| Input records |

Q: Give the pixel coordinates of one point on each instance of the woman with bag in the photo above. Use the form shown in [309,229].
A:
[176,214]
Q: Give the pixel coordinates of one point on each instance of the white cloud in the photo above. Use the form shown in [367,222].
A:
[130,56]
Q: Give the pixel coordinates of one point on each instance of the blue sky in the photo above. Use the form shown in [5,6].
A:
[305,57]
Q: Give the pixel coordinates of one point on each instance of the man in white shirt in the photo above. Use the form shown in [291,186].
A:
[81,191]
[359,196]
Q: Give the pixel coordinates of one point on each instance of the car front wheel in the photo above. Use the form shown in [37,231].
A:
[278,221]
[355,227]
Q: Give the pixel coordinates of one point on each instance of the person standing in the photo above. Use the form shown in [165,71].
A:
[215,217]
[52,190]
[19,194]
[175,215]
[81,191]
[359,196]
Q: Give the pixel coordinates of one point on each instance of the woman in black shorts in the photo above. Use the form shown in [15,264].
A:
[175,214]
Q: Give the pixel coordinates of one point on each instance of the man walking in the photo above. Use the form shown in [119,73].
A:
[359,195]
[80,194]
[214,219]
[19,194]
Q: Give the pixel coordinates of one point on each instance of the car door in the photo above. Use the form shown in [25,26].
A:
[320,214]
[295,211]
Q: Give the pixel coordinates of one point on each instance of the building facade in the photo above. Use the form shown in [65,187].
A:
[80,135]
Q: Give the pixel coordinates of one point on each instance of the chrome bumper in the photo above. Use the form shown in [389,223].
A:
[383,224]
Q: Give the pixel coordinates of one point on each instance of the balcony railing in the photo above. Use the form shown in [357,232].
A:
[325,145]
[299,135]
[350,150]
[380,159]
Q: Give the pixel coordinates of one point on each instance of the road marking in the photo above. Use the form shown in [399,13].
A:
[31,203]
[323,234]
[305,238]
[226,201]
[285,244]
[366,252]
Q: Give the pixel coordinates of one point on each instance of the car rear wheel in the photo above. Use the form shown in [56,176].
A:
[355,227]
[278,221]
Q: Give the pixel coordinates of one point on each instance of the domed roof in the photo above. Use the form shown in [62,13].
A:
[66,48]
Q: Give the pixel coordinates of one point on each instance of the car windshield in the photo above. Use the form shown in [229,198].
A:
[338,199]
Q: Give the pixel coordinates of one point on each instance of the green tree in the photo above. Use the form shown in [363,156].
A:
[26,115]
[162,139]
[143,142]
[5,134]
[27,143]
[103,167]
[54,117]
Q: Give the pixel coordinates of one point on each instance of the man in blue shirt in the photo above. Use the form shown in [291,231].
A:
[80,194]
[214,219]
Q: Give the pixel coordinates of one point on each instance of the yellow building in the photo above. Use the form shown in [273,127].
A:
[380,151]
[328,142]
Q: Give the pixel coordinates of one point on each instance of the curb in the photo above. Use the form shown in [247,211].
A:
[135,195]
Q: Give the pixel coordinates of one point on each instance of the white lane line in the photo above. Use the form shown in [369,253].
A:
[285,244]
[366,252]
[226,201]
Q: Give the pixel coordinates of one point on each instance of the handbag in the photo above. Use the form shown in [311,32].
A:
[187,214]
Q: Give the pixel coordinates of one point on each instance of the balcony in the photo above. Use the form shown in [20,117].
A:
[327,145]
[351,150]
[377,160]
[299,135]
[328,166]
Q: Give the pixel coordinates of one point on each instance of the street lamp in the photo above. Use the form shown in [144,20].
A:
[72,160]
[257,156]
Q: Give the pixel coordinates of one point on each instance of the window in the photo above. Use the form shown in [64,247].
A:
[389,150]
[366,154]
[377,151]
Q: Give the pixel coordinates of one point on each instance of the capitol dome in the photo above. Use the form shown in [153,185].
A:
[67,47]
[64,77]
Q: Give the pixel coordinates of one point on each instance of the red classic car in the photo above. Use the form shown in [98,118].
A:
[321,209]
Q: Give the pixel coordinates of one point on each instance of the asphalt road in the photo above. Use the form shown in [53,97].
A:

| Exercise brief |
Copy every line of the records above, starting with the first, up to and including the line containing "shown in [119,73].".

| Reply to the exercise |
Q: Give the pixel coordinates of one point on each instance of the woman with bag in the photo above. Use the form shown in [309,229].
A:
[176,214]
Q: Give the pixel coordinates of one point on each instance of the white cloud in the photo above. Use the form shown in [367,222].
A:
[130,56]
Q: Give the pixel coordinates of one point on each instance of the blue sky in the photo above. Use the form shown in [5,6].
A:
[305,57]
Q: Give the pixel coordinates of one point on each instance of the man in white shirt in the photo above. Use the form shown in [291,186].
A:
[81,191]
[359,196]
Q: Give the pixel coordinates of one point on each instance of the car front wheel in the photo above. Use the form shown in [37,231].
A:
[278,221]
[355,227]
Q: Give the pixel coordinates of one point on each instance of the person standing in the photo above. Use the form shown in [165,71].
A:
[215,217]
[52,190]
[19,194]
[175,215]
[81,191]
[359,196]
Q: Give the pixel coordinates of one point on each instance of the woman in black shorts in the photo above. Use the form shown in [15,264].
A:
[175,214]
Q: Give the pixel coordinates of one point on each instance of the man walking in the photo above. Use the form shown in [119,73].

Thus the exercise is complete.